◆ TASK REQUIREMENTS ◆
Set the listing down again, exactly as it stands below.

◆ STORED DATA ◆
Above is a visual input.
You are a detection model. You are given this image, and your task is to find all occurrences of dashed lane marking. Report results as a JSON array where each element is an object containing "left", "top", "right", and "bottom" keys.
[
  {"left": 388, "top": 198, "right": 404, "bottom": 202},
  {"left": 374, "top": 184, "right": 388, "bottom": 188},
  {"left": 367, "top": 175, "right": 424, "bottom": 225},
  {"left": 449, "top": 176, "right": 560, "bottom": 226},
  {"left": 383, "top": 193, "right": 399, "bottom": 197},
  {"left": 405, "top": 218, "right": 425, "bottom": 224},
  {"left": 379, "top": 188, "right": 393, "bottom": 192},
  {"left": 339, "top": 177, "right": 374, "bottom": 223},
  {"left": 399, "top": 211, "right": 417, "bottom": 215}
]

◆ TASK RESPONSE ◆
Above is a visual input.
You are a detection model. You are given this image, and your task is to find all occurrences of dashed lane marking. Report results as a JSON array where each element is an object containing "left", "top", "right", and "bottom" keys.
[
  {"left": 388, "top": 198, "right": 404, "bottom": 202},
  {"left": 374, "top": 184, "right": 388, "bottom": 188},
  {"left": 367, "top": 175, "right": 424, "bottom": 225},
  {"left": 449, "top": 176, "right": 560, "bottom": 226},
  {"left": 383, "top": 193, "right": 399, "bottom": 197},
  {"left": 405, "top": 218, "right": 425, "bottom": 224},
  {"left": 379, "top": 188, "right": 393, "bottom": 192},
  {"left": 339, "top": 177, "right": 374, "bottom": 223},
  {"left": 399, "top": 211, "right": 417, "bottom": 215}
]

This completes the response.